Tugas Singkat a: Geser setiap koordinat jawaban dengan menambahkan 87 pada tiap angkanya, lalu tulis ulang baris-baris daftar beserta permintaannya, mulai dari baris yang memuat "Label the person's" (baris itu ikut disertakan) hingga baris terakhir daftar.

Kutipan Dokumen:
|---|
Balikpapan, Borneoupdate.com – “Bro jadi ngikut gak. Kalo jadi sama-sama kita,” kata temenku di ujung telepon (15/02) siang itu. Ucapannya jadi pembuka rencana mengunjungi lokasi terdampak banjir yang melanda sejumlah kabupaten kota di Provinsi Kalimantan Selatan. Sebelumnya seorang teman yang tergabung dalam Muhammadiyah Disaster Management Center (MDMC) Kaltim juga mengajak untuk menjadi relawan ke lokasi korban banjir sejak beberapa pekan lalu.
Sudah sejak lama aku ingin mengikuti program relawan ke wilayah bencana. Namun apa daya kondisi pekerjaan memaksaku mengurungkan niat untuk turut serta dalam program kemanusiaan teman-teman di MDMC Kaltim. Tercatat saat gempa di Lombok Nusa Tenggara Barat dan Palu Sulawesi Tengah, MDMC Kaltim cukup banyak mengirimkan bantuan logistik dan relawan untuk membantu korban bencana di sana.
Usai berkompromi dengan pekerjaan yang ada di kantor akhirnya aku pun bisa memulai perjalanan menuju lokasi terdampak banjir di Kabupaten Hulu Sungai Tengah. Setelah pulang ke rumah untuk mempersiapkan pakaian selama di perjalanan, aku pun menunggu dijemput seorang teman sebelum menuju titik pertemuan di Pelabuhan Kariangau. Total ada 10 orang yang tergabung dalam tim kami kali ini.
|---|
Daftar Data:

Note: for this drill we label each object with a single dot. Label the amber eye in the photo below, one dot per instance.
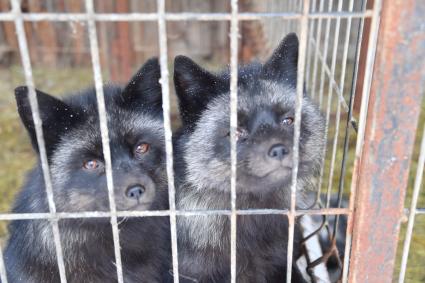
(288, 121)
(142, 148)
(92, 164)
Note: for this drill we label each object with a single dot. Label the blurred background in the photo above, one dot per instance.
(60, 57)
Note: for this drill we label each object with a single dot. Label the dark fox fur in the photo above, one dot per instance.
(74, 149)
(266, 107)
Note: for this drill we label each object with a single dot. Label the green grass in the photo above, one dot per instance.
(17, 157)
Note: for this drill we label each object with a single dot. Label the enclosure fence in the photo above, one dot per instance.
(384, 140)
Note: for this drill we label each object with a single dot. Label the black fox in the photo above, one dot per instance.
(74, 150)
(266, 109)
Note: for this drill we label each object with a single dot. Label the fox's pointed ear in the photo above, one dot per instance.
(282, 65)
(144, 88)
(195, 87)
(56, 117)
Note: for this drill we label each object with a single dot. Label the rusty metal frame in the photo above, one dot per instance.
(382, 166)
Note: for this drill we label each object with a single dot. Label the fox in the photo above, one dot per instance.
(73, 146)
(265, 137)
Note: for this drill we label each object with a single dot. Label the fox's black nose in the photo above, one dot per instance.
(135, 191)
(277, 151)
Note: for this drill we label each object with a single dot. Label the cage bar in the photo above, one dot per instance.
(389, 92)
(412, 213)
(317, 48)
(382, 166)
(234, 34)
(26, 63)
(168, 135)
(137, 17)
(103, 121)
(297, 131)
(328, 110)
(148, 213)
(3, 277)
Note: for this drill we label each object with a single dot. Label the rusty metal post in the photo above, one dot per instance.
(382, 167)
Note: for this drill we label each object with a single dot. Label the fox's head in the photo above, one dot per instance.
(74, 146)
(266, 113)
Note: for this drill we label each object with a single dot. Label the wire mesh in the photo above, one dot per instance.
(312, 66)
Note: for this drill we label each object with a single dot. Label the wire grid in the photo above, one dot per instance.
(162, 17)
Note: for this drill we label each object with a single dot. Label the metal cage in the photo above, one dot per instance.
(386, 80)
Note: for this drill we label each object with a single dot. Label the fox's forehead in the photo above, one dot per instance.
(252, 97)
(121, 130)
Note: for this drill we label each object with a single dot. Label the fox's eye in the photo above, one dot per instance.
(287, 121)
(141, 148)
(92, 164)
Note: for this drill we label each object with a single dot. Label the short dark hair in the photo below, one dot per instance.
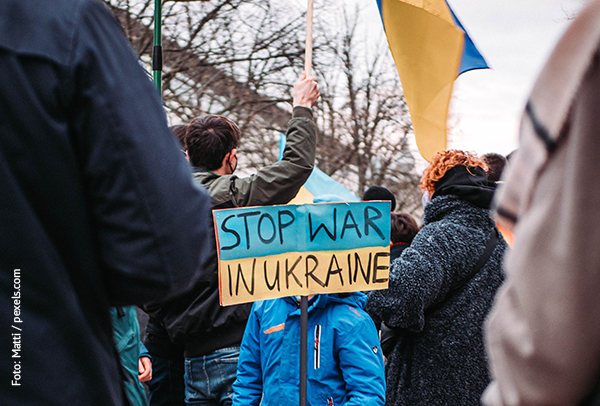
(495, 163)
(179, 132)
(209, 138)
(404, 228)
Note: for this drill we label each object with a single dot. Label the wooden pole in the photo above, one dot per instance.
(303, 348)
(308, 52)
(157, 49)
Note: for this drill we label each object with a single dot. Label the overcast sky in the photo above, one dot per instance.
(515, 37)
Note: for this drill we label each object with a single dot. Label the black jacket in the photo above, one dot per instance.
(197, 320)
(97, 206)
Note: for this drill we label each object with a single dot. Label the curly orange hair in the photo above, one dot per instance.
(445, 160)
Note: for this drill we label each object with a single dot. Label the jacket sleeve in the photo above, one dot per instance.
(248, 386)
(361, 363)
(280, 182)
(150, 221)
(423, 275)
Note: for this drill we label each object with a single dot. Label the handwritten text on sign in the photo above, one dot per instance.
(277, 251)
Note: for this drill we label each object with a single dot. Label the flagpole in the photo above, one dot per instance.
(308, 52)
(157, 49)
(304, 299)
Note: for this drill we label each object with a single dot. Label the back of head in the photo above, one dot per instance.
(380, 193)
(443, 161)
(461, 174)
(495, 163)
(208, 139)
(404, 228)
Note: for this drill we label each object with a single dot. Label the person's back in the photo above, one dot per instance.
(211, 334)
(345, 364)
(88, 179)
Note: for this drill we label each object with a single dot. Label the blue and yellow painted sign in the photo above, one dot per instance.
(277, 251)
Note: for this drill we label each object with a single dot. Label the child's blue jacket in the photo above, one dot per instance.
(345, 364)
|---|
Tugas Singkat b:
Jawab pertanyaan berikut berdasarkan kutipan dokumen tentang perjalanan relawan banjir.
(i) Banjir yang disebutkan melanda sejumlah kabupaten kota di provinsi mana?
(ii) Saat gempa di mana saja MDMC Kaltim tercatat mengirimkan bantuan logistik dan relawan?
(iii) Berapa total orang yang tergabung dalam tim kali ini?

Keluaran yang Diharapkan a:
Note: for this drill we label each object with a single dot. Label the person's back in the photo above, one dot per instance.
(298, 421)
(432, 451)
(175, 266)
Note: for this drill we label each object with a single dot. Label the blue and yellow painted sign in the photo above, one dot per instance.
(364, 338)
Note: for this drill we label each object with a single dot. Label the child's blue jacket in the photo above, one dot per instance.
(432, 451)

Keluaran yang Diharapkan b:
(i) Provinsi Kalimantan Selatan.
(ii) Lombok, Nusa Tenggara Barat, dan Palu, Sulawesi Tengah.
(iii) 10 orang.